YOUR INSTRUCTIONS. Would you output the whole listing below, exactly as it reads?

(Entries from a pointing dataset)
============================================================

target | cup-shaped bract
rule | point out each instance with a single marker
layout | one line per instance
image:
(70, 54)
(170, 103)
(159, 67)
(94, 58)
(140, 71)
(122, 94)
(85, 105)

============================================================

FULL ANSWER.
target | cup-shaped bract
rule | point out each instance with a single marker
layout | one line per instance
image:
(70, 54)
(170, 103)
(159, 67)
(94, 58)
(140, 71)
(122, 94)
(85, 105)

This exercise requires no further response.